* begin Data records *

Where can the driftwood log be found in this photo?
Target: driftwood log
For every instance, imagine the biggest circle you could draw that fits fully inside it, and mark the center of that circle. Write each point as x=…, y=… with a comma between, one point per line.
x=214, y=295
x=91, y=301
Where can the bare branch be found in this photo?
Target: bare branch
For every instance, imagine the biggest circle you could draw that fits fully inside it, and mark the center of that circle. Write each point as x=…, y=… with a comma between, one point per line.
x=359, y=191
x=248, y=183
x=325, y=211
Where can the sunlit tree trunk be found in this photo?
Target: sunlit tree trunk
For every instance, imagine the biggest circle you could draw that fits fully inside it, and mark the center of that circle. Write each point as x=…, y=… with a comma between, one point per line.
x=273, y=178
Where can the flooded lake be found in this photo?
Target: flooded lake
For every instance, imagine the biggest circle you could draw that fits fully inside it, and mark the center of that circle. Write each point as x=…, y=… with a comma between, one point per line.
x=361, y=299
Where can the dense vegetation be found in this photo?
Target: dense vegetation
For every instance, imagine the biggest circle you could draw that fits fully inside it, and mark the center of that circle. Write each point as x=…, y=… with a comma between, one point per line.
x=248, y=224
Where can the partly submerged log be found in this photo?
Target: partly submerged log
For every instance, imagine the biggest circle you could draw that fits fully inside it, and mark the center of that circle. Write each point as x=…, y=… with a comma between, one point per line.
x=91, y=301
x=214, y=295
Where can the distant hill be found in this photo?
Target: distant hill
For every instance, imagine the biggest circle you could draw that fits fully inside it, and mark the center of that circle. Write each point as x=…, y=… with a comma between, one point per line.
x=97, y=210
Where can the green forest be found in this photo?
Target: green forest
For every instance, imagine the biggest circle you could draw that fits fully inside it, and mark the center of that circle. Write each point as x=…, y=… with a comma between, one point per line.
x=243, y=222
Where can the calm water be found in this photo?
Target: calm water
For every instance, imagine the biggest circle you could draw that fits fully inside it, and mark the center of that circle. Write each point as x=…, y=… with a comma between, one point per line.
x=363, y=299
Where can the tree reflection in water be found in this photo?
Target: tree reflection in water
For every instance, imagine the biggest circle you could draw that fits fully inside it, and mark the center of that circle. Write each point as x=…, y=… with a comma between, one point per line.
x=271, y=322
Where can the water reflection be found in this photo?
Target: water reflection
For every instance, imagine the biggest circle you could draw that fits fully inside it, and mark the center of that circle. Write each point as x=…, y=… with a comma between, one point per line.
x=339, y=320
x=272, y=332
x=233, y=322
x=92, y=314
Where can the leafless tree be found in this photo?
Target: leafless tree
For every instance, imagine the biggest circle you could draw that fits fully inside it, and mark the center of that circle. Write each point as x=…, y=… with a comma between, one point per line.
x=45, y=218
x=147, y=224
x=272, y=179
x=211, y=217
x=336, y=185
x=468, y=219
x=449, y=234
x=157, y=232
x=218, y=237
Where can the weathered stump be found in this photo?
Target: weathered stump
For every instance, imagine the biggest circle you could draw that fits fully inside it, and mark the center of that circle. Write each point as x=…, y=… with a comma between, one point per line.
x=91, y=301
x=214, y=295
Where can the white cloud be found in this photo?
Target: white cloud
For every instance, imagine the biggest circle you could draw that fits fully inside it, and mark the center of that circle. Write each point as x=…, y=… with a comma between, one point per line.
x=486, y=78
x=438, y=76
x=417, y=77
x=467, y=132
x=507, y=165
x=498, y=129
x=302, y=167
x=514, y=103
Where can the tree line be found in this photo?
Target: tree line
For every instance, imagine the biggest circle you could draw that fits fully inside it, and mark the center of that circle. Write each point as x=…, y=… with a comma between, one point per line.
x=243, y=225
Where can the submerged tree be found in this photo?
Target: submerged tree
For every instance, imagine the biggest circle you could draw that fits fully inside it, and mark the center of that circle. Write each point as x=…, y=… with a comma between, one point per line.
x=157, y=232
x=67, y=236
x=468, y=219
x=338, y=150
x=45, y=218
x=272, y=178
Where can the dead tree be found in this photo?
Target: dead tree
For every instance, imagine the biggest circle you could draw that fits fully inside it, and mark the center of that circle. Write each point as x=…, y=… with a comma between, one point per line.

* end Data records *

Copy out all of the data above word for word, from the first line to the last.

Where can the driftwood log be found in this photo?
Target: driftwood log
For every instance, imagine the biggest circle you could draw that fits fully inside it, and mark the center of that circle. Write each point as x=…, y=… with a comma between, one point per line.
x=214, y=295
x=91, y=301
Where can the bare branch be found in this photo?
Target: bare branch
For every instance, imagine the biggest circle you could draw that fits fully inside it, and mark the center of that circle. Write each point as x=…, y=… with a comma between, one point per line.
x=359, y=191
x=248, y=183
x=325, y=211
Where can the sunlit tree trunk be found in this photo?
Target: sunlit tree trunk
For every instance, imagine the biggest circle you could draw that fits fully inside it, and mark the center of that circle. Write each point as x=…, y=… with a comma between, one point per line.
x=273, y=178
Where can the flooded lake be found in this photo?
Target: flooded lake
For every instance, imagine the biggest circle you could draw that fits fully inside it, and mark the center of that circle. Write each point as x=…, y=… with a comma between, one point per line.
x=361, y=299
Where can the dense vegetation be found in this photo?
Target: dense vegetation
For every instance, imagine the biggest circle you could draw that fits fully inside it, and mark the center of that circle. Write each point as x=…, y=… with a comma between, one point per line.
x=248, y=224
Where can the partly submerged log be found in this photo?
Target: partly submerged log
For every instance, imagine the biggest circle you could draw that fits fully inside it, and mark the center of that circle. Write each point as x=…, y=… with a comma between, one point per line.
x=91, y=301
x=214, y=295
Where can the distant hill be found in this photo?
Target: distant hill
For every instance, imagine the biggest circle you could draw that fits fully inside it, and mark the center of that circle. Write each point as x=…, y=… with a comma between, one point per line.
x=97, y=210
Where can the green forest be found in this photo?
Target: green forest
For every instance, imagine the biggest circle you could draw that fits fully inside it, and mark the center of that circle. Write each point as x=…, y=… with a comma between, one point per line.
x=243, y=222
Where can the calm water be found in this photo?
Target: calm water
For every instance, imagine the biggest circle you could draw that fits fully inside it, and mark the center of that circle. Write each point as x=…, y=… with a comma between, one point per line.
x=363, y=299
Where can the tree reflection in water be found in this photo?
Target: tree reflection in water
For every instance, imagine the biggest circle you could draw that fits fully inside it, and mark the center of that circle. Write each point as x=…, y=… with a comma between, one point per line.
x=271, y=322
Where can the water reflection be found in this photo?
Target: water reflection
For every instance, imagine the biggest circle you could draw that fits fully inside it, and mark the center of that circle. Write each point as x=…, y=… with a comma between, one point per line.
x=339, y=320
x=272, y=332
x=233, y=322
x=92, y=314
Where can the leafless tree be found in this photo?
Target: leafless tree
For every instance, imagine the biggest circle you could draw that fits fully inside it, and mark the center of that circle. Write each point as x=…, y=… with a comma between, one point per line.
x=45, y=218
x=147, y=224
x=272, y=179
x=211, y=217
x=336, y=185
x=468, y=219
x=449, y=234
x=157, y=232
x=218, y=237
Where can the weathered stump be found in this photo?
Target: weathered stump
For every instance, imagine the biggest circle you could draw that fits fully inside it, and mark the center of that circle. Write each point as x=…, y=… with a comma between, one point per line.
x=91, y=301
x=214, y=295
Where can the white cloud be found in this photo?
Target: white cloud
For every instance, imagine the biggest circle you could draw that fits fully inside it, and mark the center of that circle. Write each point as x=…, y=… with a comma between, one point per line.
x=486, y=78
x=438, y=76
x=417, y=77
x=467, y=132
x=507, y=165
x=498, y=129
x=302, y=167
x=514, y=103
Where can the tree line be found in this photo?
Target: tree line
For every instance, imagine the biggest circle you could draw that fits fully inside it, and mark the center of that circle. Write each point as x=…, y=… with a comma between, one point per line.
x=243, y=225
Where can the submerged tree be found in this photo?
Target: submerged tree
For every instance, imagine the biggest circle you could draw that fits fully inside it, and mark the center of that circle. Write each point as x=…, y=… with a comma between, one point per line.
x=157, y=232
x=67, y=236
x=468, y=219
x=338, y=150
x=45, y=218
x=272, y=178
Where can the dead tree be found in this photo?
Target: dead tree
For every instance, imagine the biggest circle you could draw that fits fully inside it, and mark the center of that circle. Write each point as x=…, y=… with a comma between, one point per line.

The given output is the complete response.